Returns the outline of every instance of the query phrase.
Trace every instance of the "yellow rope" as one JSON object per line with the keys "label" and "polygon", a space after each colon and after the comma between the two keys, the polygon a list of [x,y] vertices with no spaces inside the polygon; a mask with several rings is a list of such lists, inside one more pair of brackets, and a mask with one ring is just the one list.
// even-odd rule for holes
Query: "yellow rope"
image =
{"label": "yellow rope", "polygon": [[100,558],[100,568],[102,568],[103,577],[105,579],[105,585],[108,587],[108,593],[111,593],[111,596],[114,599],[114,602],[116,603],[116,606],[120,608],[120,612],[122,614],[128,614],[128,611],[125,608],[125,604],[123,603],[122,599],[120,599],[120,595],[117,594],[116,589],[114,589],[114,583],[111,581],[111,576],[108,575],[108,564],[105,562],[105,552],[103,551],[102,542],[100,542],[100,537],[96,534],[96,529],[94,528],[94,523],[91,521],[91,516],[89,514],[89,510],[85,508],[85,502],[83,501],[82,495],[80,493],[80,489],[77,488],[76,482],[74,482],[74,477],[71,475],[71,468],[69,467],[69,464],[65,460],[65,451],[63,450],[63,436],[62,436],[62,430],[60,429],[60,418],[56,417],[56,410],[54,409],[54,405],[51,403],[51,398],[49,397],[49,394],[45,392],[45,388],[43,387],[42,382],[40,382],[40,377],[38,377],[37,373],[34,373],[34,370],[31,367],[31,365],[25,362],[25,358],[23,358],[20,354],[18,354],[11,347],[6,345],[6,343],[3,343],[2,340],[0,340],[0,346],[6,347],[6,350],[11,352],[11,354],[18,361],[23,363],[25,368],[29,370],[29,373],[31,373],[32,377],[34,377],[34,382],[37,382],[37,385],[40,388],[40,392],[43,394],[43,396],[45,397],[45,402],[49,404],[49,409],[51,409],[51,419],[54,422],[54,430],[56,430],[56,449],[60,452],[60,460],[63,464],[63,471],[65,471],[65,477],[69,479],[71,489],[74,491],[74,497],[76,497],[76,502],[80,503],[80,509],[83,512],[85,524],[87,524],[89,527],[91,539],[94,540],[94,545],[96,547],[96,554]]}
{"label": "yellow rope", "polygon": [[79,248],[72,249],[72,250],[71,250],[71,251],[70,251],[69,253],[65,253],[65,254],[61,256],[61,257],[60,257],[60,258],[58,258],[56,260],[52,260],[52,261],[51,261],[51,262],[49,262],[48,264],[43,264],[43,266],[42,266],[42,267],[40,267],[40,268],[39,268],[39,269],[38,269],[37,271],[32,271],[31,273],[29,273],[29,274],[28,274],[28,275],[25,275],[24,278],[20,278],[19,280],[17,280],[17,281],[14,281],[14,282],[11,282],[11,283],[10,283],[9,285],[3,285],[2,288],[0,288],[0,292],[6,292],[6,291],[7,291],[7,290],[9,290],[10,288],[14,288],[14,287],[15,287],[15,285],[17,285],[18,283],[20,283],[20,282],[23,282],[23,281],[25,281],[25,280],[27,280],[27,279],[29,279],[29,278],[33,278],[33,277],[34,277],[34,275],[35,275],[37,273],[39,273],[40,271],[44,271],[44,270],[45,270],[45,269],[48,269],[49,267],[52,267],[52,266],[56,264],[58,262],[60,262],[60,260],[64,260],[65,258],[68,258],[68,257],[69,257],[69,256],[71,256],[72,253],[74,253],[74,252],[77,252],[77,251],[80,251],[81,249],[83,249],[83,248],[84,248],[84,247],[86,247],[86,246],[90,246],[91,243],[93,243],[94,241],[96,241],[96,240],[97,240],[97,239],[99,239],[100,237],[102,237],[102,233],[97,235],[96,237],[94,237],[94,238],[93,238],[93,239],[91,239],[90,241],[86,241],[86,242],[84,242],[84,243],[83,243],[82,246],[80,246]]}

(Task objective):
Go through the material above line by line and copy it exactly.

(Solution for this task):
Returns the outline of every instance of the query phrase.
Trace every instance of the "yellow rope" as one JSON object per line with the keys "label" and "polygon", a space after each colon and after the comma between the two keys, the polygon a list of [x,y] vertices with no spaces inside the polygon; a mask with several rings is a list of such lists, inside one more pair of brackets, and a mask with one ring is just the one list.
// even-odd rule for holes
Query: "yellow rope"
image =
{"label": "yellow rope", "polygon": [[100,558],[100,568],[102,568],[103,577],[105,579],[105,585],[108,587],[108,593],[111,593],[111,596],[114,599],[114,602],[116,603],[116,606],[120,608],[120,612],[122,614],[128,614],[128,611],[125,608],[125,604],[123,603],[122,599],[120,599],[120,595],[117,594],[116,589],[114,589],[114,583],[111,581],[111,576],[108,575],[108,564],[105,562],[105,552],[103,551],[102,542],[100,542],[100,537],[96,534],[96,529],[94,528],[94,523],[91,521],[91,516],[89,514],[89,510],[85,508],[85,502],[83,501],[82,495],[80,493],[80,489],[77,488],[76,482],[74,482],[74,477],[71,475],[71,468],[69,467],[69,464],[65,460],[65,451],[63,450],[63,436],[62,436],[62,430],[60,429],[60,418],[56,417],[56,410],[54,409],[54,405],[51,403],[51,398],[49,397],[49,394],[45,392],[45,388],[43,387],[42,382],[40,382],[40,377],[38,377],[37,373],[34,373],[34,370],[31,367],[31,365],[25,362],[25,358],[23,358],[20,354],[18,354],[11,347],[6,345],[6,343],[3,343],[2,340],[0,340],[0,346],[6,347],[6,350],[11,352],[11,354],[18,361],[23,363],[25,368],[29,370],[29,373],[31,373],[32,377],[34,377],[34,382],[37,382],[37,385],[40,388],[40,392],[43,394],[43,396],[45,397],[45,402],[49,404],[49,409],[51,409],[51,419],[54,422],[54,430],[56,430],[56,449],[60,452],[60,460],[63,464],[63,471],[65,471],[65,477],[69,479],[71,489],[74,491],[74,497],[76,497],[76,502],[80,503],[80,509],[83,512],[85,524],[87,524],[89,527],[91,539],[94,540],[94,545],[96,547],[96,554]]}
{"label": "yellow rope", "polygon": [[79,248],[72,249],[72,250],[71,250],[71,251],[70,251],[69,253],[65,253],[65,254],[61,256],[61,257],[60,257],[60,258],[58,258],[56,260],[52,260],[52,261],[51,261],[51,262],[49,262],[48,264],[43,264],[43,266],[42,266],[42,267],[40,267],[40,268],[39,268],[39,269],[38,269],[37,271],[32,271],[31,273],[29,273],[29,274],[28,274],[28,275],[25,275],[24,278],[20,278],[19,280],[17,280],[17,281],[14,281],[14,282],[11,282],[11,283],[10,283],[9,285],[3,285],[2,288],[0,288],[0,292],[6,292],[6,291],[7,291],[7,290],[9,290],[10,288],[14,288],[14,287],[15,287],[15,285],[17,285],[18,283],[20,283],[20,282],[23,282],[23,281],[25,281],[25,280],[27,280],[27,279],[29,279],[29,278],[33,278],[33,277],[34,277],[34,275],[35,275],[37,273],[39,273],[40,271],[44,271],[44,270],[45,270],[45,269],[48,269],[49,267],[52,267],[52,266],[56,264],[58,262],[60,262],[60,260],[64,260],[65,258],[68,258],[68,257],[69,257],[69,256],[71,256],[72,253],[74,253],[74,252],[77,252],[77,251],[80,251],[81,249],[83,249],[83,248],[84,248],[84,247],[86,247],[86,246],[90,246],[91,243],[93,243],[94,241],[96,241],[96,240],[97,240],[97,239],[99,239],[100,237],[102,237],[102,233],[97,235],[96,237],[94,237],[94,238],[93,238],[93,239],[91,239],[90,241],[86,241],[86,242],[84,242],[84,243],[83,243],[82,246],[80,246]]}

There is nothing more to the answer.